Baby Care: Your 5 Month Old Baby

Feb 24, 2022 | 3 Minutes Read

It’s around 5 months that babies begin to love to socialize and interact with other people. They know just how to get the best responses and even the most serious adult can warm to a baby’s charm. Apart from being a strong survival skill, these early attempts at engaging others are building blocks for learning social skills. Try not to see the hours you spend with your baby as being wasted. Babies have brains which are literally molded by the love and stimulus they receive.

Feeding and sleeping at 5 months old

Your baby may be looking at you when you eat, watching intently as you place a fork or spoon into your own mouth and chew. This a great sign of maturity but avoid feeding them solids too early (unless your healthcare provider recommends it). Breastmilk or formula still needs to be their primary source of nutrition at this age and it will meet all their nutritional needs. If you are breastfeeding, there is no need to be too regimented when it comes to offering your baby the breast. At 5 months they will know when they are hungry.

Bottle-fed babies at 5 months generally still need around 5 bottles every 24 hours. If you need to increase the volume you are offering your baby, still prepare the formula as directed on the formula can. Using the correct number of powder scoops to water will help prevent your baby from becoming constipated and overweight.

Your baby should be easily rolling over. Once they can roll, there is no need to roll them back onto their back. Continue to position them on their back for sleep when lying them down and make sure the crib is empty of blankets, stuffed animals, and pillows.

If you’ve been breastfeeding, bottle-feeding, or rocking your baby to sleep, you may find they will only fall asleep when these activities are being done. If this is not a problem for either or you keep going as you are. However, if you are finding your baby is waking as they transition from one sleep cycle to another, and are looking to be held or fed back to sleep, you may want to begin lying baby down while they are drowsy but still awake. Creating a bedtime routine that is consistent and calming can help your baby learn to self-soothe themselves to sleep, and then go back to sleep on their own when they lightly awaken through the night.

* _SOURCE MATERIAL_
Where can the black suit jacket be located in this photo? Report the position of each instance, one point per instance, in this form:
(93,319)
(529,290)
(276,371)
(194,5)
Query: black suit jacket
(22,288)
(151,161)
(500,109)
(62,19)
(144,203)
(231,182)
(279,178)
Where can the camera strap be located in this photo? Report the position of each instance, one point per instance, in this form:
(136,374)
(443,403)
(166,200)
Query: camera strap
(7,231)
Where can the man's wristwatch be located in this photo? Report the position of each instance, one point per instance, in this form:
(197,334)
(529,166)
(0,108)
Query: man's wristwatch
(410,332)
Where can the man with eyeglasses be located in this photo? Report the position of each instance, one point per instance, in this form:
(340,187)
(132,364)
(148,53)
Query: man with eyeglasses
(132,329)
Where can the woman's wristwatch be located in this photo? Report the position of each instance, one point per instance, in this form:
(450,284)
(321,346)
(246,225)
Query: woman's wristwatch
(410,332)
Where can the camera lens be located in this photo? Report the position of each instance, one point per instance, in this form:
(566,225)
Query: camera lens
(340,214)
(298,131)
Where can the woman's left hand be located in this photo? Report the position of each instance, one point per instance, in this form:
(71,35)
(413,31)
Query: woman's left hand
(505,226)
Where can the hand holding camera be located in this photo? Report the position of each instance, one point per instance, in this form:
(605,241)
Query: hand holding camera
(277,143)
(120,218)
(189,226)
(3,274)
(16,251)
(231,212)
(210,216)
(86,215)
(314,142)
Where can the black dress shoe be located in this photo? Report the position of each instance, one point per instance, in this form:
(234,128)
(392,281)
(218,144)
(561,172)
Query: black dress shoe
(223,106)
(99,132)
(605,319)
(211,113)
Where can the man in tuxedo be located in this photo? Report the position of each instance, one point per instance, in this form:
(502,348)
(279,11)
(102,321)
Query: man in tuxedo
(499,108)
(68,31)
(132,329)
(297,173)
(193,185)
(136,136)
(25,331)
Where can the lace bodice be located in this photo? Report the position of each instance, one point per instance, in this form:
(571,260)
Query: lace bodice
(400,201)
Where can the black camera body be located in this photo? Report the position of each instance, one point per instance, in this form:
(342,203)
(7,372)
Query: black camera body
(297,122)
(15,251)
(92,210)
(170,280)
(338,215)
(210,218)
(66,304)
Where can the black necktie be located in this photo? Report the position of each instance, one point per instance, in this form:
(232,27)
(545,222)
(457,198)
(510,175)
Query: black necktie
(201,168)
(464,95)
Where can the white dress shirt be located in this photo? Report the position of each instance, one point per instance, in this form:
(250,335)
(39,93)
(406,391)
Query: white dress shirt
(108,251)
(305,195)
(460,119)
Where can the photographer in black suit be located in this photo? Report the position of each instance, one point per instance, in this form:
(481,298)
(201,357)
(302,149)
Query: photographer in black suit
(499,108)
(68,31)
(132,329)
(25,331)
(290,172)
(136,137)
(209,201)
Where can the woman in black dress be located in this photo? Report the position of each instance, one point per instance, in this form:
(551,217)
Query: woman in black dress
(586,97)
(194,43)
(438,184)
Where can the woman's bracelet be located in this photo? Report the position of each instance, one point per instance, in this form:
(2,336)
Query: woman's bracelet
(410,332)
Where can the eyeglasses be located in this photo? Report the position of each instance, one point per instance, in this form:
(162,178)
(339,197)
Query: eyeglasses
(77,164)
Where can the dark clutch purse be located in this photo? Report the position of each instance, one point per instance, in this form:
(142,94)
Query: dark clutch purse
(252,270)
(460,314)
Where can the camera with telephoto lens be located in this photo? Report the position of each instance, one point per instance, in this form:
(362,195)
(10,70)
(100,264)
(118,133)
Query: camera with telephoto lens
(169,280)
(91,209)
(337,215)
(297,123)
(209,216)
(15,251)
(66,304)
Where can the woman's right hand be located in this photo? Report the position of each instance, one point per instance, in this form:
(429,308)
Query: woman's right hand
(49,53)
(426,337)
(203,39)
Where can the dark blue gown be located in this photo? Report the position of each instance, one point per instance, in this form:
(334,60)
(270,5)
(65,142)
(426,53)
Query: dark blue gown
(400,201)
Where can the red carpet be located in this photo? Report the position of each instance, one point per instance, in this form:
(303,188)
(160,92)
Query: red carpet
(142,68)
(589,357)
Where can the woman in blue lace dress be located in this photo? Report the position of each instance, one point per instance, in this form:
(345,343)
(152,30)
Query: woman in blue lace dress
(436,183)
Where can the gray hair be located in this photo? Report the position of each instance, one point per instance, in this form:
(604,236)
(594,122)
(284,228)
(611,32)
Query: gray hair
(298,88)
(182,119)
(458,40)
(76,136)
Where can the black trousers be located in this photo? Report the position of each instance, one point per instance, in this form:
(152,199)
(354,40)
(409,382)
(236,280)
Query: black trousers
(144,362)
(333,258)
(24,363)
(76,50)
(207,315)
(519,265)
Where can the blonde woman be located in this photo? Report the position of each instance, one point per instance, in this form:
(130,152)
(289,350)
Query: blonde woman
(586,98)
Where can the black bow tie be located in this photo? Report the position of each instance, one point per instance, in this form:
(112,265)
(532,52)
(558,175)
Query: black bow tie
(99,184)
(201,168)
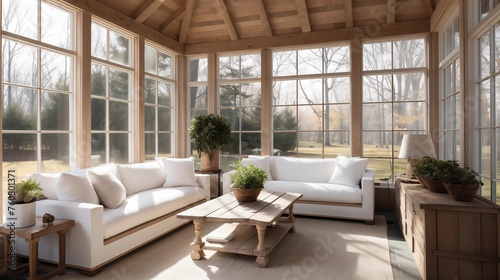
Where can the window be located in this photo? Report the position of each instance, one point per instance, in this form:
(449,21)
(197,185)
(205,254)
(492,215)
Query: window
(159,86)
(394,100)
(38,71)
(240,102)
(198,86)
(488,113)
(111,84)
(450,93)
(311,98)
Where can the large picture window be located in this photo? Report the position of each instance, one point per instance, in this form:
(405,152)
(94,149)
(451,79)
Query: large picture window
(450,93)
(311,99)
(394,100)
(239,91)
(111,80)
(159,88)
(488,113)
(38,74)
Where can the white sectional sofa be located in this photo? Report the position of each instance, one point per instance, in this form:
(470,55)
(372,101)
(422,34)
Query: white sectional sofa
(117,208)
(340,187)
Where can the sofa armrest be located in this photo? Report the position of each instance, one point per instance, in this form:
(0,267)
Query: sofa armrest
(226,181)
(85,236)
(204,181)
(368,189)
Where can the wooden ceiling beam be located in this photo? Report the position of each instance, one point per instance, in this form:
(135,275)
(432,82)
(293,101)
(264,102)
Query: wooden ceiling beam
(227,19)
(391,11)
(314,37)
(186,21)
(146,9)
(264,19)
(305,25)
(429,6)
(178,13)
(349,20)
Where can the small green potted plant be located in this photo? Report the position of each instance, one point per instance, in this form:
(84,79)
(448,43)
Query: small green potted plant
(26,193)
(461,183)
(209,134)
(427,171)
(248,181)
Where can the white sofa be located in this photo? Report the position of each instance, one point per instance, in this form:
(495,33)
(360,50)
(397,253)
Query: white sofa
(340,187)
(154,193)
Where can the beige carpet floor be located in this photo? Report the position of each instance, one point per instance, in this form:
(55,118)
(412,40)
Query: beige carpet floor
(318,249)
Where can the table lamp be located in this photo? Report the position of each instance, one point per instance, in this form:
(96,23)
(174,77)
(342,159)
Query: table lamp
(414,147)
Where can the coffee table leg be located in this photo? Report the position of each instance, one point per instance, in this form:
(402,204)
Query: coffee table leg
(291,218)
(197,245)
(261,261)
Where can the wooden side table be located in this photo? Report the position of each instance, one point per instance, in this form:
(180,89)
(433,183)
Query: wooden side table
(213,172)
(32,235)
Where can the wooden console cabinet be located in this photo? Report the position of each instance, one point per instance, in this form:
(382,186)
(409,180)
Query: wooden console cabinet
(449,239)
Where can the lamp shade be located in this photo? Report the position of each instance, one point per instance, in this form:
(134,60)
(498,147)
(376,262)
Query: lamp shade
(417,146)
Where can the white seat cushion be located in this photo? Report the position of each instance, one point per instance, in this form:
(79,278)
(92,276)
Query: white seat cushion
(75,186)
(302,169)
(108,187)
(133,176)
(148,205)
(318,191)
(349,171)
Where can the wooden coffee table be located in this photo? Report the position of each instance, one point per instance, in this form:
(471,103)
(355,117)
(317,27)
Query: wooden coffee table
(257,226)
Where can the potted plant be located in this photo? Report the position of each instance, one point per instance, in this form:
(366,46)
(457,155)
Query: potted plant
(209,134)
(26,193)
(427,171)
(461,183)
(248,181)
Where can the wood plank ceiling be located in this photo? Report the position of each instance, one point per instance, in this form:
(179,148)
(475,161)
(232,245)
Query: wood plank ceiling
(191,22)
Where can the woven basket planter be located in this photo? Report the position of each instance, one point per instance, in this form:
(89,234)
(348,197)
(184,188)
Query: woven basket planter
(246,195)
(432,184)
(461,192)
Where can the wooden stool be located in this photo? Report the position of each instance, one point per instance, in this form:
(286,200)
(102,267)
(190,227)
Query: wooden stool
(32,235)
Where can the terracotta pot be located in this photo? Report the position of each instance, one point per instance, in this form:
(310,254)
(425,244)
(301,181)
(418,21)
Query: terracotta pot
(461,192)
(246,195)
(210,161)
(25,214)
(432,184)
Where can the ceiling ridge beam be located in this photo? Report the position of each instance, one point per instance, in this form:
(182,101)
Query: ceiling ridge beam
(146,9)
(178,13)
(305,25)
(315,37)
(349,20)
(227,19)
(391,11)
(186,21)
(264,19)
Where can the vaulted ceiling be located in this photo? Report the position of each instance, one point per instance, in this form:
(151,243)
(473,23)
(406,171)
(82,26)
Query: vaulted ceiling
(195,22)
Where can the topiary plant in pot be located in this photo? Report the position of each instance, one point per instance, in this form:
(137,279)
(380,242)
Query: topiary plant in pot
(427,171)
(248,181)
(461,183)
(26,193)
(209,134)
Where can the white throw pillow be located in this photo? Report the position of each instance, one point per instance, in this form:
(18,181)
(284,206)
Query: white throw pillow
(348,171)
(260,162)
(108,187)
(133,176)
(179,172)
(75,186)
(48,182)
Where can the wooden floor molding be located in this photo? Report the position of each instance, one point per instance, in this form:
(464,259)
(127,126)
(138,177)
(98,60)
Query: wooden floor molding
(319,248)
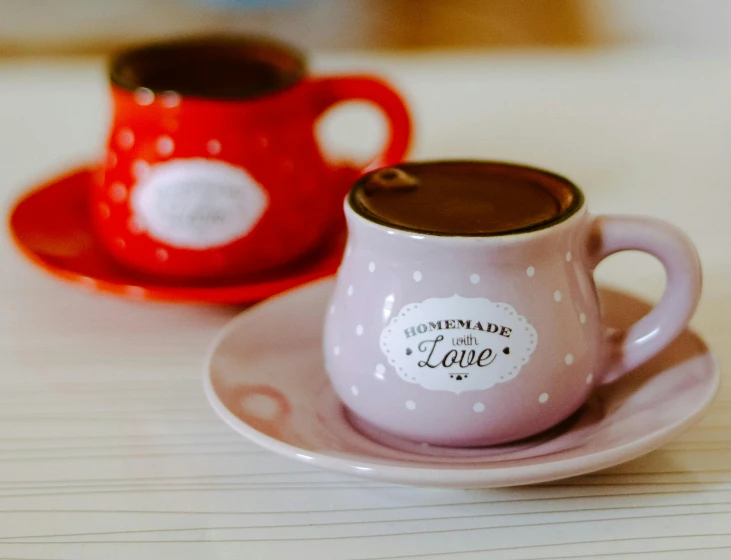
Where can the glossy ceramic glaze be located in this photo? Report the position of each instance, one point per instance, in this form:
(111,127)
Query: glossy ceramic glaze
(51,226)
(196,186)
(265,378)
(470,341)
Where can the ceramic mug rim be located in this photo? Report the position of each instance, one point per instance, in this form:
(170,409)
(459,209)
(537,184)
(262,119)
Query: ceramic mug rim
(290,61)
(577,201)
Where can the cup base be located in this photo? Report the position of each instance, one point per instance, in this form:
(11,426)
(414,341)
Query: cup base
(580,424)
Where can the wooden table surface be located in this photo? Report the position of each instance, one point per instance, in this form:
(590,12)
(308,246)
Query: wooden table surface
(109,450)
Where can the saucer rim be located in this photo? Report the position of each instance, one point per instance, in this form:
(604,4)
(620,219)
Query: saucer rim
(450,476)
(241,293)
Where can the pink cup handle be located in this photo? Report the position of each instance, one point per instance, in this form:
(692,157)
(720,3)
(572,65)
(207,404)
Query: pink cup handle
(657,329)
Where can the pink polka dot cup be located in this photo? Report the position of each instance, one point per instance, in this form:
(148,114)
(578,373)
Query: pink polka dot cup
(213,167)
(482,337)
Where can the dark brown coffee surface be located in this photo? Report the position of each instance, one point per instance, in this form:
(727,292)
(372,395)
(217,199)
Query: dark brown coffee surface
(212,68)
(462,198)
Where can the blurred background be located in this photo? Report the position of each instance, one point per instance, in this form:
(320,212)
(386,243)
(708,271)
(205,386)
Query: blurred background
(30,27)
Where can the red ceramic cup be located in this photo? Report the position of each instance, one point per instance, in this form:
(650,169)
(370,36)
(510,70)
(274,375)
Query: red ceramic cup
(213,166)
---
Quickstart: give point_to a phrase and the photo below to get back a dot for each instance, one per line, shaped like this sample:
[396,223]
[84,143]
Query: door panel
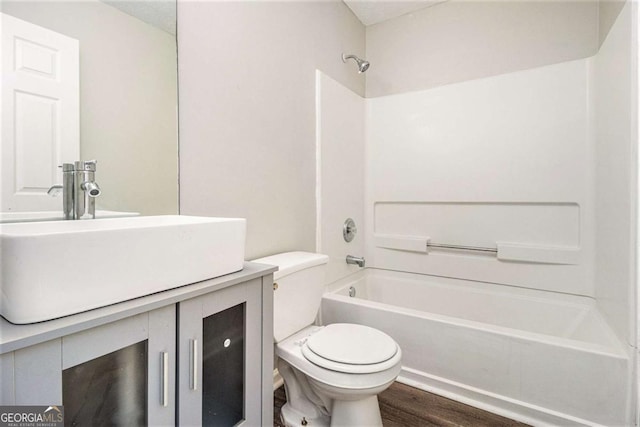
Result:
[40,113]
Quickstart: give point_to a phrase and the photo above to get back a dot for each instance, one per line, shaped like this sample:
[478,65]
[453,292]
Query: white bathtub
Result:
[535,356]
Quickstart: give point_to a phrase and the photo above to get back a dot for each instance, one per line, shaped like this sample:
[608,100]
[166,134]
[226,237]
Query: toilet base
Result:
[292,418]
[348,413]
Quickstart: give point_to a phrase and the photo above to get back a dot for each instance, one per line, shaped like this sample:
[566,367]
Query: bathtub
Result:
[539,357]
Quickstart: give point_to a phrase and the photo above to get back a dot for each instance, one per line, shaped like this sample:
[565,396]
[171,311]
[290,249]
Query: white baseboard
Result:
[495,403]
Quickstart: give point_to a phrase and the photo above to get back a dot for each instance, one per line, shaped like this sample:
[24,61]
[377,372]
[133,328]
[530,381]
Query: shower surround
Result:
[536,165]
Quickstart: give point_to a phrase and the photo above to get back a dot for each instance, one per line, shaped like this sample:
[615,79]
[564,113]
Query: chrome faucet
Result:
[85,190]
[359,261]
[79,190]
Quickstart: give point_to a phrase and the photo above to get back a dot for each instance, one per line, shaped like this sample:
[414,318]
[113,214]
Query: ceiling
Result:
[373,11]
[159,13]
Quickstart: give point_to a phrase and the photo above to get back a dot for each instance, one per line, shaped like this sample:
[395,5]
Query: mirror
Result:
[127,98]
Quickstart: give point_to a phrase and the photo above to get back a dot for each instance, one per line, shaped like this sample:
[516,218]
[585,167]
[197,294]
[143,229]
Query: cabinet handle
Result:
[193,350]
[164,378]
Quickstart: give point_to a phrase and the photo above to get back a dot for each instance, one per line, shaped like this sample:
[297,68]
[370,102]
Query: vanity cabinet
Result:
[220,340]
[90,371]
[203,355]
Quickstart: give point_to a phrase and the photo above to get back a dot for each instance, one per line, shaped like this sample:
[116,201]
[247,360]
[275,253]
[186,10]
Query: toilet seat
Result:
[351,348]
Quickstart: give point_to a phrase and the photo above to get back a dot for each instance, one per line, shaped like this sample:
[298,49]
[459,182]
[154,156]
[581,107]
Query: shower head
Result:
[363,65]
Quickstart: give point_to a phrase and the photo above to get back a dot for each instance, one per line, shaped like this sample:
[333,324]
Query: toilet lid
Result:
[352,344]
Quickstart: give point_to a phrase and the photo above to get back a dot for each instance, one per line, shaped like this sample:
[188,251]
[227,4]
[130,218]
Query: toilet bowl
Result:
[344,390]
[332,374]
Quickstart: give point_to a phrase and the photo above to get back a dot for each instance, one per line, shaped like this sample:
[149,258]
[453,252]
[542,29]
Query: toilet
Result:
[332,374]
==
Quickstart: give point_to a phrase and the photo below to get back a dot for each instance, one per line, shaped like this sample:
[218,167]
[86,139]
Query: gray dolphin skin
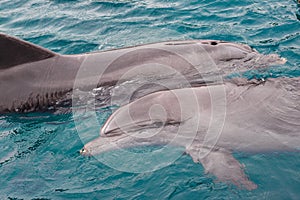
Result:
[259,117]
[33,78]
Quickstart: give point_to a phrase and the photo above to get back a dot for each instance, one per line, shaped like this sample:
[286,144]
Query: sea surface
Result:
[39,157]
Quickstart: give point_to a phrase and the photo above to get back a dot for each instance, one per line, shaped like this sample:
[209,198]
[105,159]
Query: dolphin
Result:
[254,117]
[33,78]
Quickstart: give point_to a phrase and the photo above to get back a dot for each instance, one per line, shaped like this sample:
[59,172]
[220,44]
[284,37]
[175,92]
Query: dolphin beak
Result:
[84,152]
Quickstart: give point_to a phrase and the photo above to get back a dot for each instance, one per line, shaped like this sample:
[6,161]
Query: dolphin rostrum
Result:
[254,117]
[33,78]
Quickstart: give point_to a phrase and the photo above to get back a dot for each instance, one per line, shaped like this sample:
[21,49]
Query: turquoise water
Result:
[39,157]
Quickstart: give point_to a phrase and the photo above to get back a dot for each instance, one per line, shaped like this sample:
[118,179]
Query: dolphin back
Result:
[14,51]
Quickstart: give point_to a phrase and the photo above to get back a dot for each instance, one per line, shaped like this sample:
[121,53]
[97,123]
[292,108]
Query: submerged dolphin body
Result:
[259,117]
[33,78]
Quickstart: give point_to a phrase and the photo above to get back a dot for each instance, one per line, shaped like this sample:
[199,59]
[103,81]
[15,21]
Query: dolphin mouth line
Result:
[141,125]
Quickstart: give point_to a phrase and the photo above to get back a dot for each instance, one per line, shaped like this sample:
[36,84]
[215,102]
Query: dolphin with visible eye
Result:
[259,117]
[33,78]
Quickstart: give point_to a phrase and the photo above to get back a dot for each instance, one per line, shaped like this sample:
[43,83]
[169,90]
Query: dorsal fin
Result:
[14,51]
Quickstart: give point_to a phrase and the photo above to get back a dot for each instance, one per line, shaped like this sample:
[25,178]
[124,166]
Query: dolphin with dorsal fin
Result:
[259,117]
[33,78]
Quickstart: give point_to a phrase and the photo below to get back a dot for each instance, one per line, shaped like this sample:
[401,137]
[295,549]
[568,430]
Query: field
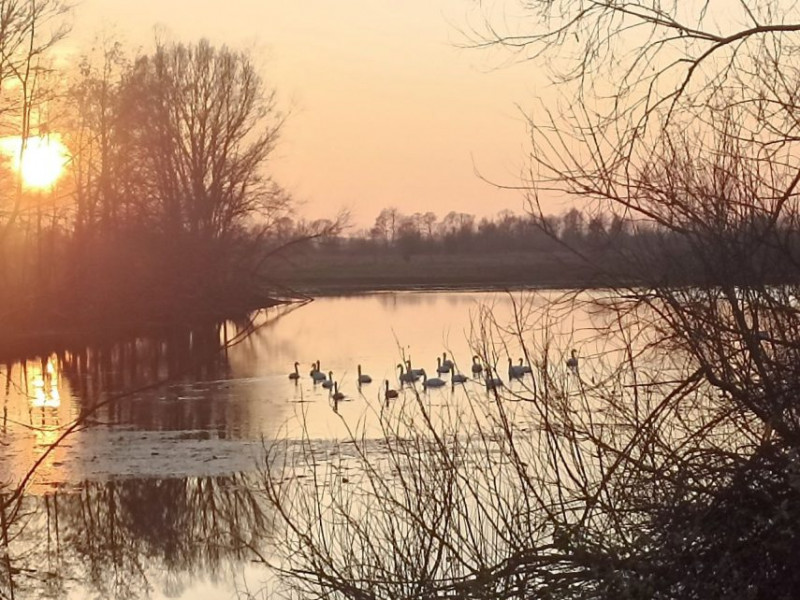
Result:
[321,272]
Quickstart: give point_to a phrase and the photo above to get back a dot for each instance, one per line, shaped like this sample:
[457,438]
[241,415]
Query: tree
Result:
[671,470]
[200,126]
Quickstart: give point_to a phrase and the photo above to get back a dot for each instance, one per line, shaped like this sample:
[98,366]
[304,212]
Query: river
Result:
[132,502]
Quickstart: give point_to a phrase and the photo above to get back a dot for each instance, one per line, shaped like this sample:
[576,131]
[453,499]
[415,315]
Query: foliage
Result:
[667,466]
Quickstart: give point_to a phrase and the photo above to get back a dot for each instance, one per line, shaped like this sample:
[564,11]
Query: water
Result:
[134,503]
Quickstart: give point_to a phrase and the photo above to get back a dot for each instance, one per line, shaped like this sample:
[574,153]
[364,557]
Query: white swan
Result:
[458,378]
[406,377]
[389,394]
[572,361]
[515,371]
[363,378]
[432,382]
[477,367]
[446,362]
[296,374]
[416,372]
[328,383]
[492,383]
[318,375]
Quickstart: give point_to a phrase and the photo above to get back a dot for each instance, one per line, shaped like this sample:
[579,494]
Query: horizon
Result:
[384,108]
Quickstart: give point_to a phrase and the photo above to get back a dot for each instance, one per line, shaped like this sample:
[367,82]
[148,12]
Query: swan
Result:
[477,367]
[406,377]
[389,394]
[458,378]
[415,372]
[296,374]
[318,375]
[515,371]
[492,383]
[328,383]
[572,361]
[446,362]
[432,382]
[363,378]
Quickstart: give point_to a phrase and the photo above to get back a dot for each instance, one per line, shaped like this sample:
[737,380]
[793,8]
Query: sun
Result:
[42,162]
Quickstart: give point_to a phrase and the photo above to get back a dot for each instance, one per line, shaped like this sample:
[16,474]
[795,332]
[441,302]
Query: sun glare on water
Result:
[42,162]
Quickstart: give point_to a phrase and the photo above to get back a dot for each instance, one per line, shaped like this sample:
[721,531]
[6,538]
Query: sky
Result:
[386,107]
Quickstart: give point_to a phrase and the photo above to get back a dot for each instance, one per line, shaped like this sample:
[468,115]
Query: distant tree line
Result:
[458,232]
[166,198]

* _EXERCISE TASKS_
[A] Translate this sentence from the baby care article into Spanish: "Babies have brains which are literally molded by the love and stimulus they receive."
[B] Write the next part of the baby care article on 5-month-old babies, starting after its final sentence.

* _ANSWERS TO THE TASKS_
[A] Los bebés tienen cerebros que, literalmente, son moldeados por el amor y el estímulo que reciben.

[B]
Behavior at 5 months old

Five-month-old babies tend to be happy babies. They are often cuddly, easier to hold because they can support their own head, and quickly respond to stimulation. You’ll feel as if you’re getting something back this month as your baby learns how to capture everyone’s attention. You will be enthralled by their adorable expressions and mannerisms.

At 5 months they can also become very cranky when they are tired, bored, or just don’t know what they want. Your baby’s temperament will be more apparent by now. They could be calm and quiet and easy to care for or they could be more sensitive or fussy and need frequent reassurance from you to help regulate their emotions. Your baby really is a separate little individual with their own unique personality.

Developmental milestones at 5 months old

This is a very vocal time, with lots of squeals, gurgles, coos, and laughs. Many babies at this age are the happiest first thing in the morning after they have been fed and are feeling especially alert after sleeping. Try to make the most of this time and ignore all the tasks you feel you should be working on. Lying on the bed and just talking and playing with your baby is a lovely thing to do. They will be smiling at you now and will look for your responses. When they hear your voice, they will turn and look for you. They will focus on your eyes and smile in recognition. They’ve come a long way in 5 short months.

Notice your baby reaching for things that are just out of their grasp—and the look of concentration on their face. Try not to make it too easy for them! Early challenges like this promote movement and help them to learn how they can control their own body and what they need to do to make it move.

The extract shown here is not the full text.